Текст для чтения:
-=-=-=-=-

Движение 1977-го года имело несчастье быть понятым как движение паразитов и маргиналов. Однако маргинальной и паразитической была как раз точка зрения тех, кто бросал в него подобные обвинения. Не случайно обвинители во всем идентифицировали себя с парадигмой фордизма, считая «центральным» и «продуктивным» исключительно постоянное место работы на фабриках, производящих товары длительного потребления. Они самоидентифицировались, таким образом, с уже угасающим циклом развития. При хорошем рассмотрении, движение 1977-го предвосхитило некоторые черты постфордистского множества. Пусть раздраженное и грубое, оно, однако, держалось на виртуозности, которая не была сервильной.

Тезис 2

Постфордизм — это эмпирическая реализация «Фрагмента о машинах» Маркса

Маркс пишет: «Кража чужого рабочего времени, на которой зиждется современное богатство, представляется жалкой основой в сравнении с этой недавно развившейся основой, созданной самой крупной промышленностью. Как только труд в его непосредственной форме перестал быть великим источником богатства, рабочее время перестает и должно перестать быть мерой богатства, и поэтому меновая стоимость перестает быть мерой потребительной стоимости»

[66]. В указанном фрагменте из «Критики политической экономии», из которого я почерпнул эту цитату, Маркс утверждает не слишком марксистский тезис: абстрактное знание (в первую очередь научное, но не только оно одно) собирается сделаться ни больше ни меньше как основной производительной силой, отодвигая на второй план фрагментированный и повторяющийся труд как нечто остаточное. Мы знаем, что Маркс прибегает к одному весьма впечатляющему образу, для того чтобы указать на совокупность знаний, составляющих эпицентр общественного производства и предопределяющих все жизненные сферы, а именно к General Intellect, общему интеллекту. Тенденция к превосходству знания превращает время труда в «жалкую основу». Так называемый «закон стоимости» (по которому стоимость товара определяется временем труда, затраченного на его производство), понимаемый Марксом как краеугольный камень современных общественных отношений, стало быть, разрушен и опровергнут самим капиталистическим развитием.

-=-=-=-=-

Исходные данные:
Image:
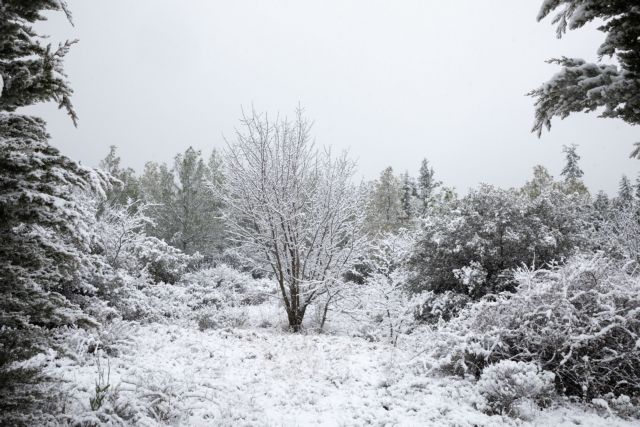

-=-=-=-=-

Задание: Дословно перепишите из текста о постфордизме отрывок от слов «Движение 1977-го года» до слов «не была сервильной.» включительно.

Решение задания:
Движение 1977-го года имело несчастье быть понятым как движение паразитов и маргиналов. Однако маргинальной и паразитической была как раз точка зрения тех, кто бросал в него подобные обвинения. Не случайно обвинители во всем идентифицировали себя с парадигмой фордизма, считая «центральным» и «продуктивным» исключительно постоянное место работы на фабриках, производящих товары длительного потребления. Они самоидентифицировались, таким образом, с уже угасающим циклом развития. При хорошем рассмотрении, движение 1977-го предвосхитило некоторые черты постфордистского множества. Пусть раздраженное и грубое, оно, однако, держалось на виртуозности, которая не была сервильной.